Excerpt
As a followup, is there any benefit to having less things in the type-namespace? All I can think of is that this will become debugging hell for someone playing with this on ghci - the types of the constructors all seem to indicate that the constructors are all under one GADT...
type family T a = r | r -> a
data family D a
An injective type family T satisfies the injectivity axiom
if T a ~ T b then a ~ b
But a data family satisfies the much stronger generativity axiom
if D a ~ g b then D ~ g and a ~ b
(If you like: Because the instances of D define new types that are different from any existing types.)
In fact D itself is a legitimate type in the type system, unlike a type family like T, which can only ever appear in a fully saturated application like T a. This means
D can be the argument to another type constructor, like MaybeT D. (MaybeT T is illegal.)

Given request a
Rewrite the records from the line containing "target=white face mask" up to and including the final line of the records, keeping every line and offsetting each coordinate in the answers by 94.
The excerpt and the records were taken from separate sources.

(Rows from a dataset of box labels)
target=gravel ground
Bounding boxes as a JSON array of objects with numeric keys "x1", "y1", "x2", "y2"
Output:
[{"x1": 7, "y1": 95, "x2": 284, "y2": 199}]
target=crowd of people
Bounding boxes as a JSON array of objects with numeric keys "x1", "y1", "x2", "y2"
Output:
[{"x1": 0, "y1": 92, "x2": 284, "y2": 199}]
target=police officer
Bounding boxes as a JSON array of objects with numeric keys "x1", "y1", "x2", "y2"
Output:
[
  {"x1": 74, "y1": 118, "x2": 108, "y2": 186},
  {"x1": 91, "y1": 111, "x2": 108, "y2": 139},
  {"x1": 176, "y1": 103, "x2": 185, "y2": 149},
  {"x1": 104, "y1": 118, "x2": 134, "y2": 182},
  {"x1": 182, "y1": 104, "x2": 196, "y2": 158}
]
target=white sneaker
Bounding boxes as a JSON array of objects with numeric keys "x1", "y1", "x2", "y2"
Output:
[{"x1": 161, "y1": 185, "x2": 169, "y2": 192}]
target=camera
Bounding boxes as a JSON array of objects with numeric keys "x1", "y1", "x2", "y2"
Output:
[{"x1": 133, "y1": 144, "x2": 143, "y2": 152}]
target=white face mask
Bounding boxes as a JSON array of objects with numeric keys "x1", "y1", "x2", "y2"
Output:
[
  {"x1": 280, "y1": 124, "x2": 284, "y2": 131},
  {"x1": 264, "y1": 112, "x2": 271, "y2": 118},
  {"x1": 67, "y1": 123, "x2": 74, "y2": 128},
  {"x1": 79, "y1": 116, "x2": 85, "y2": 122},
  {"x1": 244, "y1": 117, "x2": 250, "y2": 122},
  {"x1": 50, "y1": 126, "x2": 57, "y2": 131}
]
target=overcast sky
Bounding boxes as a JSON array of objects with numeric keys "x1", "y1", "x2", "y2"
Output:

Given request b
Answer these questions using the excerpt on type and data families:
(i) What axiom does an injective type family satisfy?
(ii) In what kind of application can a type family like T only ever appear?
(iii) Which use of MaybeT is called illegal?

Written response a
target=white face mask
Bounding boxes as a JSON array of objects with numeric keys "x1", "y1", "x2", "y2"
Output:
[
  {"x1": 374, "y1": 218, "x2": 378, "y2": 225},
  {"x1": 358, "y1": 206, "x2": 365, "y2": 212},
  {"x1": 161, "y1": 217, "x2": 168, "y2": 222},
  {"x1": 173, "y1": 210, "x2": 179, "y2": 216},
  {"x1": 338, "y1": 211, "x2": 344, "y2": 216},
  {"x1": 144, "y1": 220, "x2": 151, "y2": 225}
]
target=overcast sky
Bounding boxes as a JSON array of objects with numeric keys "x1", "y1", "x2", "y2"
Output:

Written response b
(i) The injectivity axiom: if T a ~ T b then a ~ b.
(ii) A fully saturated application, like T a.
(iii) MaybeT T.